**Job:** Count the lines in the entries below that contain the string "tree" with the same capitalization, and reply with only that number.

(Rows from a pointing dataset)
++++++
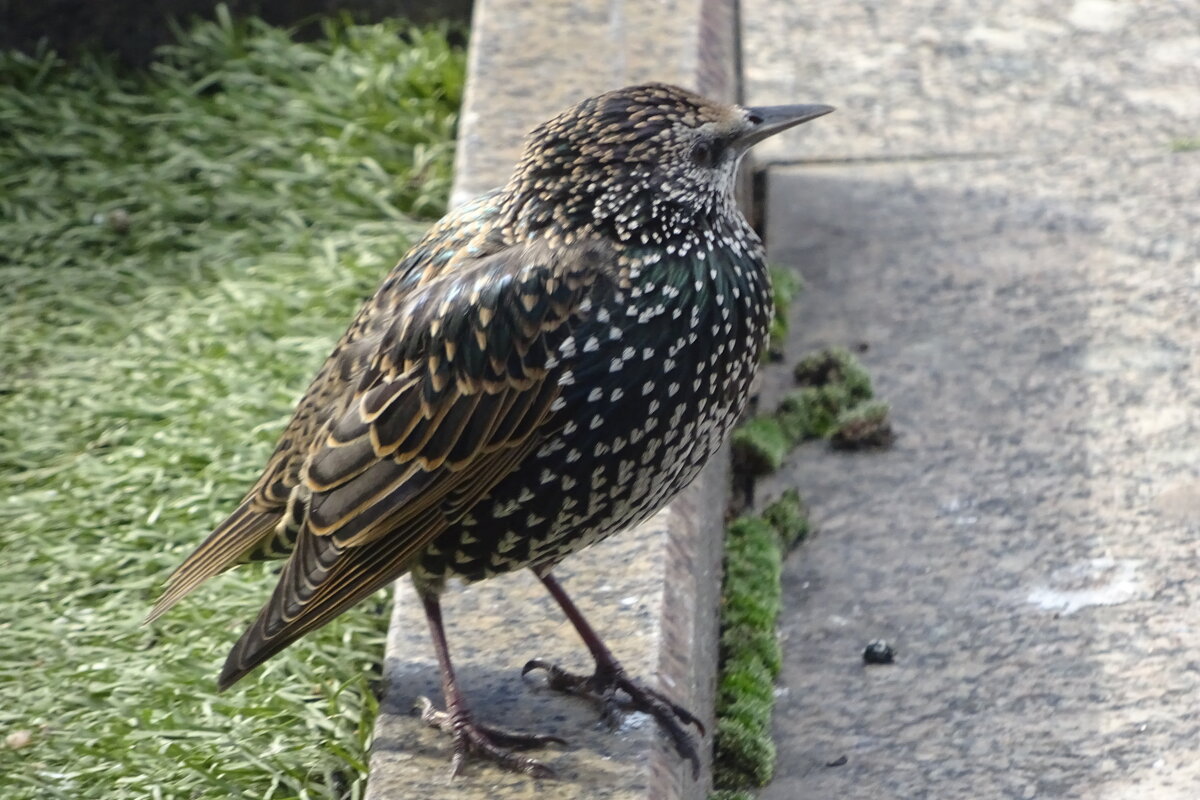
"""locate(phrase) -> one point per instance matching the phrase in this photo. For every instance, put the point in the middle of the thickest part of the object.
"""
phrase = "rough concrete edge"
(689, 554)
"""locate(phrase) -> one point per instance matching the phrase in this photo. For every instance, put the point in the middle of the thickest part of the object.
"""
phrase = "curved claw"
(489, 741)
(601, 689)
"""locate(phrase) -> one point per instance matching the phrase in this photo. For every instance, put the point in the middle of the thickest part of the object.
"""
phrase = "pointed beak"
(769, 120)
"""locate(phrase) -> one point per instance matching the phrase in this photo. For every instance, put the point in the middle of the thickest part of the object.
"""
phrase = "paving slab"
(1031, 543)
(936, 77)
(651, 591)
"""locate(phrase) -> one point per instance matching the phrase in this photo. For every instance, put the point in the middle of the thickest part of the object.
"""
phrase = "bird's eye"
(705, 154)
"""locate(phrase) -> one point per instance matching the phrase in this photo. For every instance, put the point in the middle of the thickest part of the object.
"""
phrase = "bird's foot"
(486, 741)
(603, 687)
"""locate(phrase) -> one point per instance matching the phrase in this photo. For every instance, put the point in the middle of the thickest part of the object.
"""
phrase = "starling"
(550, 365)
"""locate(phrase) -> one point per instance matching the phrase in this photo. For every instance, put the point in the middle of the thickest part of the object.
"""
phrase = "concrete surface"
(937, 77)
(1030, 546)
(651, 591)
(1002, 221)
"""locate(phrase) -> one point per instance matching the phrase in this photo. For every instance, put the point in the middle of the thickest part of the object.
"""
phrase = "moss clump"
(727, 794)
(790, 518)
(865, 425)
(784, 286)
(744, 752)
(760, 445)
(835, 402)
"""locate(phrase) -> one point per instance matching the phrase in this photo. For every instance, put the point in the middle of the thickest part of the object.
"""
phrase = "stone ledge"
(652, 591)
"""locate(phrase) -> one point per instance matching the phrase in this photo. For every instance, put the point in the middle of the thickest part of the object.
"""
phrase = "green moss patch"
(834, 401)
(179, 250)
(750, 657)
(785, 284)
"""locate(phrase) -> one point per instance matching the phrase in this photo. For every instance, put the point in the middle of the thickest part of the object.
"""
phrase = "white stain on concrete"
(1096, 582)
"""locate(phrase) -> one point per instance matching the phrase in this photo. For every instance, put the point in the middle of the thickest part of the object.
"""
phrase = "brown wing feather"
(466, 358)
(252, 530)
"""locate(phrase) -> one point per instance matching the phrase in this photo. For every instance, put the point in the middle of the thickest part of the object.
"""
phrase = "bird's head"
(640, 162)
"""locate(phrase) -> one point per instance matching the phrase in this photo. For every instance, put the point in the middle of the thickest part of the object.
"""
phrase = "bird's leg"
(610, 678)
(471, 737)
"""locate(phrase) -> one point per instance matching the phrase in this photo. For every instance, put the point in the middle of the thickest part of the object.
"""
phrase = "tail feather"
(227, 546)
(321, 581)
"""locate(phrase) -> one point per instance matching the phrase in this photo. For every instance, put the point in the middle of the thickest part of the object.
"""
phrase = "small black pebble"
(879, 653)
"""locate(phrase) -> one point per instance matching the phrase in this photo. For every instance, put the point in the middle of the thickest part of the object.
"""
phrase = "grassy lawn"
(179, 248)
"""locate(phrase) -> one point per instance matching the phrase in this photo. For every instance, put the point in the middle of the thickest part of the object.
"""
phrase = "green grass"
(179, 248)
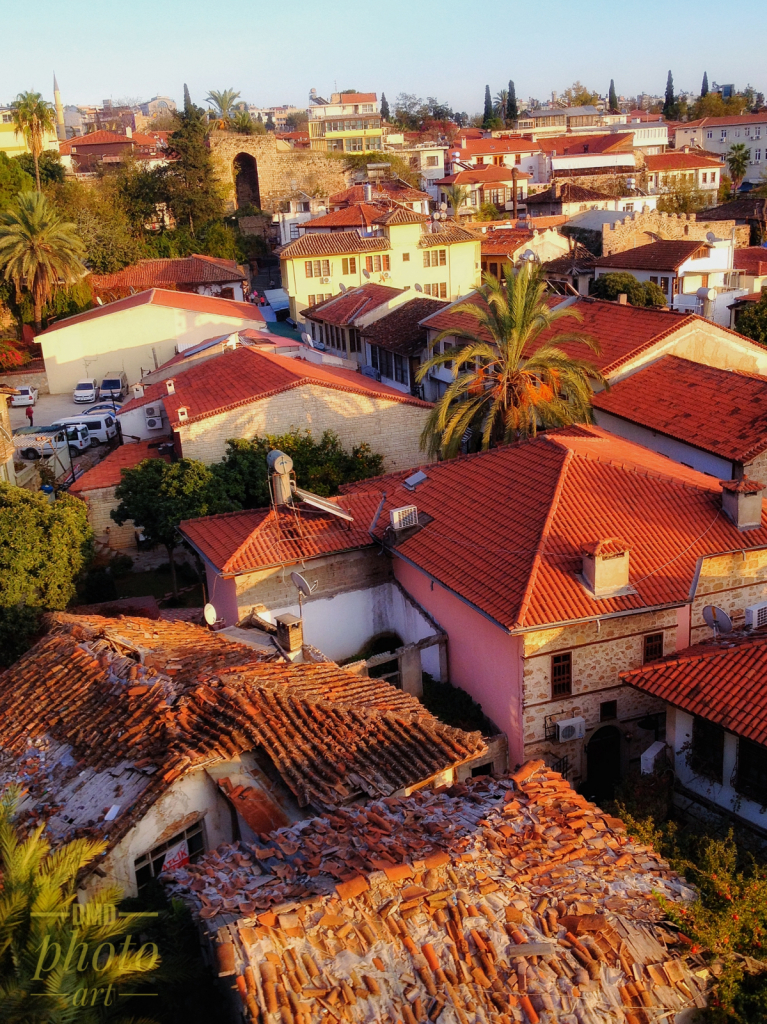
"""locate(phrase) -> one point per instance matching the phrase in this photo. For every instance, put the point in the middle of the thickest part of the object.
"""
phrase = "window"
(607, 711)
(752, 770)
(186, 845)
(653, 647)
(561, 675)
(707, 749)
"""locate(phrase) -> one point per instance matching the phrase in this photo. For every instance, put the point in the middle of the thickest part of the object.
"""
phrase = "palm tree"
(34, 118)
(504, 382)
(37, 918)
(39, 250)
(223, 103)
(737, 161)
(457, 196)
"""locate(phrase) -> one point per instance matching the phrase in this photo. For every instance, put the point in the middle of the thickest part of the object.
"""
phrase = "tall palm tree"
(737, 161)
(504, 382)
(39, 250)
(36, 918)
(34, 118)
(223, 104)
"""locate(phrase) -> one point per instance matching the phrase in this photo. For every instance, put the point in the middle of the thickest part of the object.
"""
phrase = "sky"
(274, 54)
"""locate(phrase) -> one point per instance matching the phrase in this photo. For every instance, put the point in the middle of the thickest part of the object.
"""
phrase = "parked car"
(100, 427)
(86, 390)
(27, 395)
(115, 384)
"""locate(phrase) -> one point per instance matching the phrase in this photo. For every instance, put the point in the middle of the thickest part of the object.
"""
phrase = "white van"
(114, 385)
(101, 426)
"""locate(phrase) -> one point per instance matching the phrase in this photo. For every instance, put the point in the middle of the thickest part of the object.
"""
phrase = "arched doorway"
(246, 180)
(603, 763)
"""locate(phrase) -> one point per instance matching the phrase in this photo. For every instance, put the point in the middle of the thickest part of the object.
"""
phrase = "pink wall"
(483, 659)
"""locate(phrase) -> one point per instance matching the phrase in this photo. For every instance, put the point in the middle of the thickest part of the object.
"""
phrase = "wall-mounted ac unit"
(756, 615)
(570, 728)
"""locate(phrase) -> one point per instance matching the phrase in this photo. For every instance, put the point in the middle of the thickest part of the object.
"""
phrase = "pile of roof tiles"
(500, 900)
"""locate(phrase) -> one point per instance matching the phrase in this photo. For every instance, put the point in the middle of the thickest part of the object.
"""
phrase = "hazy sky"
(275, 53)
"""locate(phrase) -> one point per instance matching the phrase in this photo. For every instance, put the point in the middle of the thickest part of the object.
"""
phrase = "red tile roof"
(189, 301)
(721, 681)
(665, 255)
(714, 410)
(243, 542)
(680, 161)
(108, 472)
(508, 525)
(167, 272)
(345, 308)
(622, 331)
(752, 259)
(246, 375)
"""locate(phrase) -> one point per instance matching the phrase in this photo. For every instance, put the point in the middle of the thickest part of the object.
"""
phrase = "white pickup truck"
(36, 442)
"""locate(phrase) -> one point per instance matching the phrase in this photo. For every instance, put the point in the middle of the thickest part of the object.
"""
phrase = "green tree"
(34, 118)
(38, 249)
(505, 382)
(37, 927)
(639, 293)
(612, 97)
(321, 466)
(753, 321)
(737, 162)
(157, 496)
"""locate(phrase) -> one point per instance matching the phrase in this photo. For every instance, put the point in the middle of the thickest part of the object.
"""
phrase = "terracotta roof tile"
(714, 410)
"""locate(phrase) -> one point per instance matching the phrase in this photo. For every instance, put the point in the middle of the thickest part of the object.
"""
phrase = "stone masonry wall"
(391, 428)
(650, 225)
(280, 174)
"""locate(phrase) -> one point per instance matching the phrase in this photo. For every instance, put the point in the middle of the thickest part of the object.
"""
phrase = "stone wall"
(650, 225)
(391, 428)
(280, 174)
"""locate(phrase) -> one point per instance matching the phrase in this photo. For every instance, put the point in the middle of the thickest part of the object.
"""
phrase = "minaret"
(60, 127)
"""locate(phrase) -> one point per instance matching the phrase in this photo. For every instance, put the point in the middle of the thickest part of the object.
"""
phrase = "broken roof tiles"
(500, 900)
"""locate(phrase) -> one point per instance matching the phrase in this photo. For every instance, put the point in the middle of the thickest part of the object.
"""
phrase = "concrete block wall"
(391, 428)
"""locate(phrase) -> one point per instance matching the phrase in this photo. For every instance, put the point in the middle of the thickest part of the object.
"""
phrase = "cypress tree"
(488, 113)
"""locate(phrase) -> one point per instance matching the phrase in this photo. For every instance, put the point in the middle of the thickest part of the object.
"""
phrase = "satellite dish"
(717, 619)
(301, 584)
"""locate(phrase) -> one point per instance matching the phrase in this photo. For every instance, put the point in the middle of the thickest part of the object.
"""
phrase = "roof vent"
(403, 517)
(605, 567)
(741, 502)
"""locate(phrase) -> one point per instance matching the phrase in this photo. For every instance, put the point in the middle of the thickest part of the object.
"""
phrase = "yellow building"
(349, 123)
(399, 253)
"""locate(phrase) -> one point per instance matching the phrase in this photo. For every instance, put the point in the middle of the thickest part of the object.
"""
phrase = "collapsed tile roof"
(500, 900)
(144, 702)
(719, 411)
(720, 680)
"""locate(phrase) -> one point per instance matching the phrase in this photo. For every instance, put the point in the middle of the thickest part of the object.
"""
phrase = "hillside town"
(383, 555)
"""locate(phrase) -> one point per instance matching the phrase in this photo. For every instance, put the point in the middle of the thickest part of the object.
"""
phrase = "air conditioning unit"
(756, 615)
(570, 728)
(403, 517)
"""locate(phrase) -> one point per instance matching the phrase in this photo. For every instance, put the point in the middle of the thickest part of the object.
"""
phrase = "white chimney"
(741, 502)
(605, 566)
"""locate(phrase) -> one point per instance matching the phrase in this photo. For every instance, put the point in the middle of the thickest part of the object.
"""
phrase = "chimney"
(741, 502)
(605, 566)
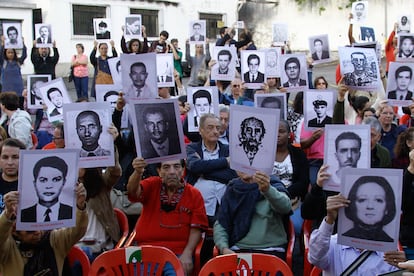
++++++
**Worked solution:** 4